:: Défi A ::
D'après l'article sur la foire aux grenouilles de Vittel, combien de visiteurs sont attendus le week-end des 22 et 23 avril ?
:: Défi B ::
D'après l'article sur la foire aux grenouilles de Vittel, pourquoi les cuisses servies ne peuvent-elles plus provenir d'un approvisionnement local ?
:: Défi C ::
Rédigez la suite de l'article sur la foire aux grenouilles de Vittel à partir de sa dernière phrase.

Vittel, ses eaux limpides, ses jolies forêts… et ses cuisses de grenouilles surgelées d’importation. Le week-end du 22 et 23 avril, 20 000 visiteurs sont attendus pour la foire aux grenouilles organisée par la commune des Vosges. Environ sept tonnes de cuisses seront consommées à cette occasion. Ce qui implique la capture et la découpe de quelque 350 000 grenouilles sauvages indonésiennes et vietnamiennes, dénonce l’association Robin des bois.
L’histoire avait pourtant bien commencé. « La foire existe depuis 1972. Un restaurateur de Vittel qui avait un étang avec des grenouilles a décidé de mettre leurs cuisses à la carte », raconte à Reporterre Martine Guigues, grand maître de la confrérie des taste-cuisses de grenouilles de Vittel. Un approvisionnement local interdit par un arrêté ministériel de 2007, qui protège tous les amphibiens de France. Depuis, la pêche aux grenouilles vertes (Rana esculenta) et rousses (Rana temporaria) en milieu naturel reste autorisée, mais sur une durée très limitée. Leur commercialisation est interdite.

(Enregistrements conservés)
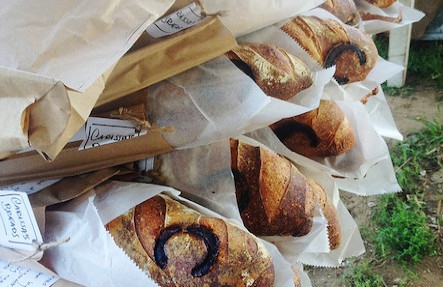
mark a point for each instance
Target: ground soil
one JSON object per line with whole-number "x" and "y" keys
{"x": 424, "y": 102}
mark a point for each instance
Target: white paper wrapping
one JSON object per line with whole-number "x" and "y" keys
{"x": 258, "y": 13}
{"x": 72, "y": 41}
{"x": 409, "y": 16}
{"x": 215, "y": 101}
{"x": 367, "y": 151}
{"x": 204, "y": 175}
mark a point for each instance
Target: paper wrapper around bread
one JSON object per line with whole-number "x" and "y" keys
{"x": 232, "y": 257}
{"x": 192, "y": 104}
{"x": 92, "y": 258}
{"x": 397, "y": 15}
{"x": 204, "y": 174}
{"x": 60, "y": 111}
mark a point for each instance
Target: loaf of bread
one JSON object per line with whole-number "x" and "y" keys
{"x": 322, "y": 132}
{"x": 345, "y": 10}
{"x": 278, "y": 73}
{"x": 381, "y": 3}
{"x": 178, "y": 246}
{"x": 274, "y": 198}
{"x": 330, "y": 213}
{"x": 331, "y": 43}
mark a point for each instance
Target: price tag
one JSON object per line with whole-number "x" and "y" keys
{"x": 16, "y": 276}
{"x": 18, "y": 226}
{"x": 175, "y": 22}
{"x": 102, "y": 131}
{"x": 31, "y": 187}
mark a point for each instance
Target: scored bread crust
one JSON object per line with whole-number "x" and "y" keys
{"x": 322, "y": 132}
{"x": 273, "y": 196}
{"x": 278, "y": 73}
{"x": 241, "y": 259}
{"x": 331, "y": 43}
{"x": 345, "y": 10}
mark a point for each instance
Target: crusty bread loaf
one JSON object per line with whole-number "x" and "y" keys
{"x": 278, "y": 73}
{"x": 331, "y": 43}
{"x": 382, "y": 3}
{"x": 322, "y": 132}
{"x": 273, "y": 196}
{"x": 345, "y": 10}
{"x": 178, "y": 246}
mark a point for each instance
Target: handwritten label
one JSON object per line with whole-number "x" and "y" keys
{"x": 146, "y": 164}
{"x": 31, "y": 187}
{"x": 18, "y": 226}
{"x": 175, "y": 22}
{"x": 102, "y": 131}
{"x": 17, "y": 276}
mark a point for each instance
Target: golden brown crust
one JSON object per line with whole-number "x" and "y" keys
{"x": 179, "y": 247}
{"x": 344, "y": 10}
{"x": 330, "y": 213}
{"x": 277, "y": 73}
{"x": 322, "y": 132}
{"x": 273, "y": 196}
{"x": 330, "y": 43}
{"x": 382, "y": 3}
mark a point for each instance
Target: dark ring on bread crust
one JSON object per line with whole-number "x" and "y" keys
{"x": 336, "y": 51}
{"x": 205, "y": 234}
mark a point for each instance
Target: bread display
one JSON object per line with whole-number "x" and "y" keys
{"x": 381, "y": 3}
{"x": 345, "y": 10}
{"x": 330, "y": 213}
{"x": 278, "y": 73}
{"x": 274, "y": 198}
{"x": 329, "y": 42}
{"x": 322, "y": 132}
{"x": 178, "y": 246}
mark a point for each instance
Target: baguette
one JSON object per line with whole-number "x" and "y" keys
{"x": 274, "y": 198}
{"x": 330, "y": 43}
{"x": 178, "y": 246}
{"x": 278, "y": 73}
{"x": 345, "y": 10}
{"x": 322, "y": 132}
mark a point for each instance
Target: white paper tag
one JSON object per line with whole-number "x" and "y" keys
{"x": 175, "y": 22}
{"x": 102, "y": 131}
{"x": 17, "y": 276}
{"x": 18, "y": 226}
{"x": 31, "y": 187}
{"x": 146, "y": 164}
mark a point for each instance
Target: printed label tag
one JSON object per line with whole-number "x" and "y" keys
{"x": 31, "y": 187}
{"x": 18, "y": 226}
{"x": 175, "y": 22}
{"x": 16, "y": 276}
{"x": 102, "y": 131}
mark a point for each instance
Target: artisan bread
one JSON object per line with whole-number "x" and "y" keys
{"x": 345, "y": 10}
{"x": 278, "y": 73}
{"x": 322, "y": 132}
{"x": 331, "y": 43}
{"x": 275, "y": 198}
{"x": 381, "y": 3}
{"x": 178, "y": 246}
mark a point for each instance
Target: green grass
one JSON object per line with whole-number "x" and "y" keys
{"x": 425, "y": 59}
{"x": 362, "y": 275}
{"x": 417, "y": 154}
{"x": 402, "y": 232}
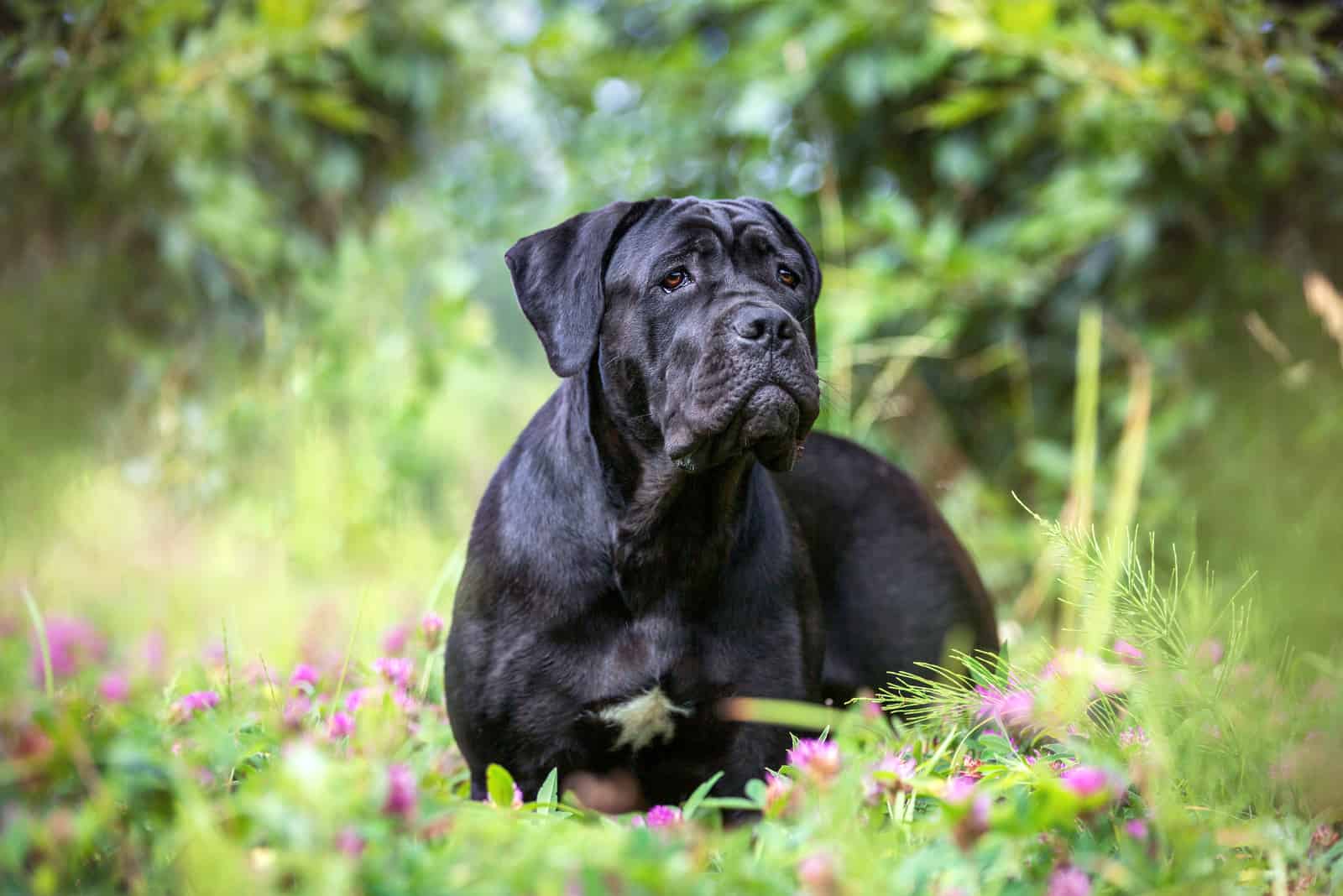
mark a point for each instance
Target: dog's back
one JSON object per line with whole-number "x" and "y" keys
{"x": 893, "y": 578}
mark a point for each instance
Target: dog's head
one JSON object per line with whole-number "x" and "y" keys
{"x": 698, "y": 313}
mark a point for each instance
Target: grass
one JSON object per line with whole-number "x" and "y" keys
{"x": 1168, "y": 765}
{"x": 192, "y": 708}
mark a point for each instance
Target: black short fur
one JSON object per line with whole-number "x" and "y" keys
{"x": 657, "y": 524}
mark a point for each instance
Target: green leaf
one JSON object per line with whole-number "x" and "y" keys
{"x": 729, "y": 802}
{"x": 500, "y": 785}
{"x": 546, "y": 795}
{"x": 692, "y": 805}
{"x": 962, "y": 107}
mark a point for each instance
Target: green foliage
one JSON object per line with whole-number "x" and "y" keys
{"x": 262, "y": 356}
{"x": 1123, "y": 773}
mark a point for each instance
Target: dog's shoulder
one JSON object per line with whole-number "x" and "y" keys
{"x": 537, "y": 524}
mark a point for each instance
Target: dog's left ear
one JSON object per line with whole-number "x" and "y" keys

:: Résultat A ::
20 000 visiteurs sont attendus.

:: Résultat B ::
Un arrêté ministériel de 2007, qui protège tous les amphibiens de France, interdit cet approvisionnement local. La pêche des grenouilles vertes et rousses en milieu naturel reste autorisée sur une durée très limitée, mais leur commercialisation est interdite.

:: Résultat C ::
Quant à l’élevage de grenouilles, il est peu développé car très difficile à conduire. « Les grenouilles mangent des proies vivantes, qu’elles attrapent avec leur langue gluante, rappelle Charlotte Nithart, membre de l’association Robin des bois, qui enquête depuis plusieurs années sur les captures de grenouilles en partenariat avec l’association allemande Pro Wildlife. Il a donc fallu créer des chimères, qui acceptent de manger des animaux morts. »

L’Institut national de la recherche agronomique (Inra) a réussi à obtenir par croisements la grenouille domestique Rivan 92, dont le nourrissage peut être assuré avec des granulés de truites. Quelques élevages ont vu le jour dans la Drôme, en Normandie et dans l’Ain, qui fournissent des restaurants gastronomiques. Mais d’importants obstacles subsistent.
« Ce sont des animaux extrêmement sensibles aux germes pathogènes, aux champignons, etc. Il faut les séparer par âge et par poids pour éviter le cannibalisme. Nombre d’entre elles meurent étouffées par leurs congénères. La mortalité est forte », poursuit Charlotte Nithart.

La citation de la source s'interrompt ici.